> **Required work**:
Output the material below in full, exactly as it is.

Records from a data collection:
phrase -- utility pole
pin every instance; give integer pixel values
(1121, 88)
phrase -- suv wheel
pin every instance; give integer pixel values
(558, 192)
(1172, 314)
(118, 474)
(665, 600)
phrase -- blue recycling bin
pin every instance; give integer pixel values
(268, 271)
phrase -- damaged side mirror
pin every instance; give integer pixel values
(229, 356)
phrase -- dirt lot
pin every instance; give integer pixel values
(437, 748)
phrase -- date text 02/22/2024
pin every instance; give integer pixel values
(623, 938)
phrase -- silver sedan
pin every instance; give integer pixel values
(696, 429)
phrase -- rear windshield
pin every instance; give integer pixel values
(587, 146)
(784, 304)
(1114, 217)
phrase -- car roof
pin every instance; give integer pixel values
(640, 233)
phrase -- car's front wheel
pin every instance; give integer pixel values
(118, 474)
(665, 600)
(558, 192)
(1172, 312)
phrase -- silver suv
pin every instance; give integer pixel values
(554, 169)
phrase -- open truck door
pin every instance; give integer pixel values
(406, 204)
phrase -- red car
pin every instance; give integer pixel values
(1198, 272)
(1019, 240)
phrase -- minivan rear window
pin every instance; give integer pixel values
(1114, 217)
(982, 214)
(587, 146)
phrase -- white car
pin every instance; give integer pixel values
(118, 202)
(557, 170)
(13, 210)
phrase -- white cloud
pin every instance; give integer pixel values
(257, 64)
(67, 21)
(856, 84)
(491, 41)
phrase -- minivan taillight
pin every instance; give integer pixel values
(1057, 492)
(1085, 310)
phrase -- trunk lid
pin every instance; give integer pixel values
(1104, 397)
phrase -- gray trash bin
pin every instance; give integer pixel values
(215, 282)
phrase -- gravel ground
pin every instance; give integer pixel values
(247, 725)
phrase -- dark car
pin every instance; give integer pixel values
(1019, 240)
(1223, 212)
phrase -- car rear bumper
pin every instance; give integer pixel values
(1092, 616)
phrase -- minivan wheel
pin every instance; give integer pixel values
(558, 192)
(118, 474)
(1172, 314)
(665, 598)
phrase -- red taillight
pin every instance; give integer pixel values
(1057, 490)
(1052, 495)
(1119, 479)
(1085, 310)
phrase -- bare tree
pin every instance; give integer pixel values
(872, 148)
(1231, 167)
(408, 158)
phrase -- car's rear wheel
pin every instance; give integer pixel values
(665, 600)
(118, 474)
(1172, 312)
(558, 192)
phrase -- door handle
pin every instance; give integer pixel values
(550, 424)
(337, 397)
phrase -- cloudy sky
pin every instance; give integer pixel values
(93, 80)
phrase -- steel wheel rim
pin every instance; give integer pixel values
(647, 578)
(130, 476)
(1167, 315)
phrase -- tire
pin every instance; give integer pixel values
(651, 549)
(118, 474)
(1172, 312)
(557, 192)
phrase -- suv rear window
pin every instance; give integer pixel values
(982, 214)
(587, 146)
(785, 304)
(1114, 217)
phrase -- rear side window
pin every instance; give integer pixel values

> **Worked solution**:
phrase -- utility pole
pin every instance; give integer pixel values
(1121, 88)
phrase -- suv wheel
pin every instance; give integer pixel values
(558, 192)
(1172, 314)
(118, 474)
(665, 600)
phrase -- blue recycling bin
pin every instance; give integer pixel values
(268, 271)
phrase -- damaged side mirror
pin every instance; give integer pixel values
(229, 356)
phrase -- dirt lot
pin every instance; give integer pixel values
(437, 748)
phrase -- date text 02/22/2024
pin every instance; give integer pixel values
(623, 938)
phrase -- silver sedan
pin every instance; give integer pixel values
(696, 429)
phrase -- rear windshield
pin every instance; give integer pixel values
(587, 146)
(784, 304)
(1114, 217)
phrase -- car roof
pin every instance; give integer pixel values
(640, 233)
phrase -- car's front wheel
pin every instance; give integer pixel values
(118, 474)
(665, 600)
(558, 192)
(1172, 312)
phrase -- silver suv
pin every instance; give integer pixel values
(554, 169)
phrase -- open truck door
pin every instance; give integer pixel values
(406, 204)
phrase -- red car
pin every instance; give integer pixel values
(1198, 272)
(1019, 240)
phrase -- minivan rear window
pin every instance; give integer pixel values
(1114, 217)
(982, 214)
(587, 146)
phrase -- white car
pin every instance; give integer pixel values
(118, 202)
(557, 170)
(13, 210)
phrase -- white cloud
pin every instance; give integer pixel values
(257, 64)
(67, 21)
(856, 84)
(491, 41)
phrase -- minivan taillight
pin every instance; give integer pixel values
(1057, 492)
(1085, 310)
phrase -- trunk lid
pin every instance; give integer pixel values
(1104, 397)
phrase -- gray trash bin
pin every instance; give integer pixel values
(215, 282)
phrase -- gravel ground
pin every instance; give integer pixel values
(247, 725)
phrase -- dark car
pin every instance; give integer pixel values
(1019, 240)
(1223, 212)
phrase -- car rear bumper
pin every instance; give integer pixel values
(1092, 616)
phrase -- minivan wheel
pin every instance; give integer pixel values
(558, 192)
(118, 474)
(1172, 314)
(665, 598)
phrase -- red taillight
pin every instance; give integer pixel values
(1057, 490)
(1052, 495)
(1119, 479)
(1085, 310)
phrase -- bare tree
pin every instance; give integer pixel values
(872, 148)
(1231, 167)
(408, 158)
phrase -- car's rear wheel
pin every instance; give integer pixel values
(665, 600)
(118, 474)
(1172, 312)
(558, 192)
phrase -- door handle
pin every instance; give integer pixel values
(550, 424)
(337, 397)
phrase -- cloudy sky
pin every instance; give integer pixel values
(93, 80)
phrase -- steel wheel rim
pin every instance; give integer pixel values
(647, 578)
(130, 476)
(1167, 315)
phrase -- tire
pin every instance; give integer pixel values
(651, 549)
(118, 474)
(1172, 312)
(557, 192)
phrase -- suv rear window
pin every instance; give integer pixel values
(982, 214)
(587, 146)
(785, 304)
(1114, 217)
phrase -- rear side window
pin every instance; give integer pixel values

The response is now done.